--- Exercise ---
Your copy should match the entries exactly, with the pictures left out.

--- Data shown ---
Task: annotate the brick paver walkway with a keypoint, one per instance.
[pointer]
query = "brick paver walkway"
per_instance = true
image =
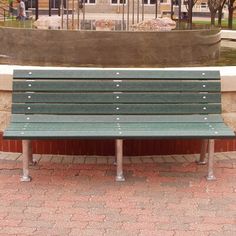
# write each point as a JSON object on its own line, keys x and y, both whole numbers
{"x": 78, "y": 196}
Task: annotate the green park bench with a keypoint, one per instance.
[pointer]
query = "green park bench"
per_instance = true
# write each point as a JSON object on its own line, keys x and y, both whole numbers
{"x": 117, "y": 104}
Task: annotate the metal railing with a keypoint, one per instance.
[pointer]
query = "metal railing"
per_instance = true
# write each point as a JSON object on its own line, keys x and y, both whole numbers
{"x": 74, "y": 16}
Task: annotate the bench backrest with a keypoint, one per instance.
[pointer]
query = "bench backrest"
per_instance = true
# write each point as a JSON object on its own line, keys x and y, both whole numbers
{"x": 115, "y": 92}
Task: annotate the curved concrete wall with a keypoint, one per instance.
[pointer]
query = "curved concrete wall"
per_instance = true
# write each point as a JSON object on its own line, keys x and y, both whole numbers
{"x": 107, "y": 49}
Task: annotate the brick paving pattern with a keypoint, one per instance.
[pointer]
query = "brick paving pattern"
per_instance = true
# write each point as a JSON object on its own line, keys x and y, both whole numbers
{"x": 162, "y": 195}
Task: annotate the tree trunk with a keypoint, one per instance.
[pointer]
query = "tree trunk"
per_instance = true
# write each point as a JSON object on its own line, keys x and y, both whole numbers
{"x": 230, "y": 19}
{"x": 213, "y": 14}
{"x": 220, "y": 16}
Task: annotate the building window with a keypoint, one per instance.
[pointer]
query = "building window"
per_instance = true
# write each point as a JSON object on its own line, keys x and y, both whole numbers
{"x": 118, "y": 1}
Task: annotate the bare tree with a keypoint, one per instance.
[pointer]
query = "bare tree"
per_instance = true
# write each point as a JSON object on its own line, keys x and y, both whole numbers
{"x": 231, "y": 8}
{"x": 189, "y": 4}
{"x": 214, "y": 5}
{"x": 220, "y": 11}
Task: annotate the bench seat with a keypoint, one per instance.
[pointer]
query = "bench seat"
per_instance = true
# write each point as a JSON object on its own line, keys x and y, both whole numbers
{"x": 202, "y": 128}
{"x": 118, "y": 105}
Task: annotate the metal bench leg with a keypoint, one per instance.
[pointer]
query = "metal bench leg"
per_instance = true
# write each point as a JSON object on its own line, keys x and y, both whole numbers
{"x": 32, "y": 162}
{"x": 26, "y": 156}
{"x": 211, "y": 149}
{"x": 204, "y": 145}
{"x": 119, "y": 159}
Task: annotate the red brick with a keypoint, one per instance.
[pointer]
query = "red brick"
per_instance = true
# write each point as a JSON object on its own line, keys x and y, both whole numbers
{"x": 157, "y": 233}
{"x": 87, "y": 232}
{"x": 139, "y": 226}
{"x": 205, "y": 227}
{"x": 88, "y": 217}
{"x": 17, "y": 230}
{"x": 37, "y": 223}
{"x": 219, "y": 220}
{"x": 190, "y": 233}
{"x": 9, "y": 223}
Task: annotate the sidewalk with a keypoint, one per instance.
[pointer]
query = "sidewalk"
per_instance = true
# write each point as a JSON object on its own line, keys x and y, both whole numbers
{"x": 77, "y": 195}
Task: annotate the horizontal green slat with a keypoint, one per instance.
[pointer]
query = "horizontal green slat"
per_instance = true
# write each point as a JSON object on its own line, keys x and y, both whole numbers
{"x": 119, "y": 109}
{"x": 133, "y": 86}
{"x": 115, "y": 98}
{"x": 111, "y": 133}
{"x": 116, "y": 74}
{"x": 135, "y": 126}
{"x": 113, "y": 118}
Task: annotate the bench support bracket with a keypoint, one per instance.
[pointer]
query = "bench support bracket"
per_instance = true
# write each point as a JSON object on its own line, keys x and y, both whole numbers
{"x": 119, "y": 159}
{"x": 211, "y": 148}
{"x": 204, "y": 145}
{"x": 32, "y": 162}
{"x": 27, "y": 151}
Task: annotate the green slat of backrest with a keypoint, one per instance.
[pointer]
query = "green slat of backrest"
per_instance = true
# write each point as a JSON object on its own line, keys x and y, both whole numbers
{"x": 116, "y": 97}
{"x": 116, "y": 109}
{"x": 116, "y": 74}
{"x": 145, "y": 86}
{"x": 214, "y": 118}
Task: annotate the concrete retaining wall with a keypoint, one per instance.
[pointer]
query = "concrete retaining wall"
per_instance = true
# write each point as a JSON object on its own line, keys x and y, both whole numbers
{"x": 107, "y": 49}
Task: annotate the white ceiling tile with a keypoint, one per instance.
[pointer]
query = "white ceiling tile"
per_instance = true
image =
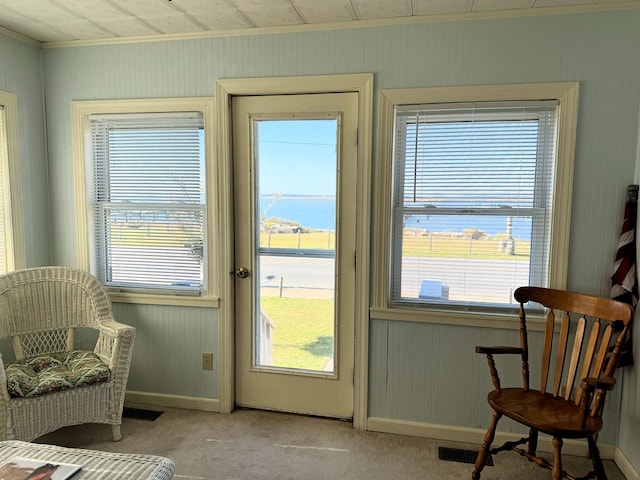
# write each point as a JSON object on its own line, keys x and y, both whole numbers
{"x": 44, "y": 33}
{"x": 435, "y": 7}
{"x": 323, "y": 12}
{"x": 368, "y": 9}
{"x": 273, "y": 16}
{"x": 223, "y": 20}
{"x": 84, "y": 30}
{"x": 92, "y": 9}
{"x": 127, "y": 27}
{"x": 146, "y": 7}
{"x": 203, "y": 6}
{"x": 176, "y": 23}
{"x": 487, "y": 5}
{"x": 260, "y": 4}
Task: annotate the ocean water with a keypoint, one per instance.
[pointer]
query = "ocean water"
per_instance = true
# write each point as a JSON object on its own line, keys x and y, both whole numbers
{"x": 320, "y": 213}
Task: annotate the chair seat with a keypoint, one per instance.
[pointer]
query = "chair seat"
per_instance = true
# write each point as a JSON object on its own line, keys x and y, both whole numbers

--- Written solution ---
Task: annotate the brick paver walkway with a keypoint, one per instance.
[pointer]
query = "brick paver walkway"
per_instance = true
image =
# write each point as a JSON object on its own line, keys x and y, both whole numbers
{"x": 78, "y": 196}
Task: annotate the green park bench with a keypoint, one per instance.
[pointer]
query = "green park bench"
per_instance = true
# write each point as a JSON object on its own line, keys x and y, both whole numbers
{"x": 117, "y": 104}
Task: annotate the metal railing with a keypoint, one per instance.
[pointer]
query = "metal railing"
per_instance = true
# write each point as a JSON object on its own line, keys x and y, both whole numbers
{"x": 74, "y": 16}
Task: annotate the bench backrest with a keypoint, one per instance.
[pointer]
query = "bench backrest"
per_instance = true
# write each point as a JSON object on its own line, keys x and y, both whole numbers
{"x": 115, "y": 92}
Task: annotate the curved concrete wall with a keypoint, one per instance.
[pointer]
query = "curved concrete wall"
per_instance = true
# write each point as a JSON object on its own line, keys x and y, both whole numbers
{"x": 107, "y": 49}
Task: annotate the brick paving pattern with a keypoint, one per instance.
[pointer]
query = "brick paving pattern"
per_instance = true
# write each point as a JSON object on its own line, keys x and y, both whole numbers
{"x": 162, "y": 195}
Task: annotate the tree trunk with a keypoint, one per instance.
[pointer]
query = "tree trunk"
per_instance = true
# write each point as a JSON object on its own line, keys x and y, both whole numbers
{"x": 230, "y": 19}
{"x": 213, "y": 14}
{"x": 220, "y": 16}
Task: annotate the building window with a keypoint, one per instance.
[pointer]
query = "building window"
per_instance = true
# write each point as a JSON object on its own line, keys x and y, both whole numbers
{"x": 118, "y": 1}
Task: annotate the bare tree with a keypoint, one per instance.
[pointer]
query = "bare tree"
per_instance = true
# write each point as a JSON object on its own line, keys x and y, both whole numbers
{"x": 231, "y": 8}
{"x": 189, "y": 4}
{"x": 214, "y": 5}
{"x": 220, "y": 11}
Task: annotate the bench seat with a keypoint, one per instance.
[pointer]
query = "bench seat"
per_instance = true
# write each point as a JSON object on its own line, keys x and y, both whole numbers
{"x": 202, "y": 128}
{"x": 118, "y": 105}
Task: annotate the metal bench leg with a keypoint, one per instance.
[pointer]
query = "metal bench leg"
per_instance = true
# write each point as a JSON object on its own line, keys x and y, both whole numbers
{"x": 32, "y": 162}
{"x": 26, "y": 156}
{"x": 211, "y": 149}
{"x": 204, "y": 145}
{"x": 119, "y": 159}
Task: annotate the red brick with a keypoint, one per instance.
[pointer]
query = "red brick"
per_instance = true
# write each point as a JSON object on its own line, keys x and y, both whole numbers
{"x": 157, "y": 233}
{"x": 87, "y": 232}
{"x": 139, "y": 226}
{"x": 205, "y": 227}
{"x": 88, "y": 217}
{"x": 17, "y": 230}
{"x": 37, "y": 223}
{"x": 219, "y": 220}
{"x": 190, "y": 233}
{"x": 9, "y": 223}
Task: annotate the sidewalk with a keypoint, one per instance.
[pointer]
query = "sidewalk"
per_instance = true
# write each point as a JSON object on its own line, keys x and y, both whole numbers
{"x": 77, "y": 195}
Task: annotate the horizontal green slat with a keypoint, one per instance.
[pointer]
query = "horizontal green slat"
per_instance = true
# write each point as a JSON object on its own line, keys x and y, both whole numbers
{"x": 119, "y": 109}
{"x": 133, "y": 86}
{"x": 115, "y": 98}
{"x": 111, "y": 133}
{"x": 116, "y": 74}
{"x": 135, "y": 126}
{"x": 113, "y": 118}
Task: annotate the bench support bracket with a keypoint, one per instance.
[pointer]
query = "bench support bracket"
per_instance = true
# write each point as a JSON object on its own line, keys x and y, both whole numbers
{"x": 119, "y": 159}
{"x": 211, "y": 148}
{"x": 204, "y": 145}
{"x": 32, "y": 162}
{"x": 27, "y": 151}
Task: annotate the green slat of backrest with a keypoint, one per instance.
[pointer]
query = "green slat of backrest"
per_instance = true
# write each point as a JSON object on its own line, keys x and y, both whole numbers
{"x": 116, "y": 97}
{"x": 116, "y": 109}
{"x": 116, "y": 74}
{"x": 145, "y": 86}
{"x": 214, "y": 118}
Task: annotate the concrete retaining wall with a keypoint, one per instance.
[pointer]
query = "concrete retaining wall"
per_instance = true
# write each point as a JSON object on its own line, keys x and y, both whole numbers
{"x": 107, "y": 49}
Task: annotate the white ceiling tile with a keypoint, one per instance.
[pointer]
query = "white ceiling tile"
per_instance = true
image =
# write each point as a JSON object on its own line, keys x and y, both whole numbers
{"x": 44, "y": 33}
{"x": 435, "y": 7}
{"x": 323, "y": 12}
{"x": 368, "y": 9}
{"x": 273, "y": 16}
{"x": 223, "y": 20}
{"x": 84, "y": 30}
{"x": 92, "y": 9}
{"x": 127, "y": 27}
{"x": 146, "y": 7}
{"x": 203, "y": 6}
{"x": 176, "y": 23}
{"x": 487, "y": 5}
{"x": 260, "y": 4}
Task: annotate the ocean water with a keypoint, one per instance.
[pointer]
query = "ocean water"
per_instance = true
# write each point as a JSON object on its own line, keys x and y, both whole numbers
{"x": 320, "y": 213}
Task: annotate the chair seat with a keypoint, one per instance.
[pointer]
query = "chair seat"
per_instance = true
# write each point as a JSON object on its own line, keys x and y, both whole numbers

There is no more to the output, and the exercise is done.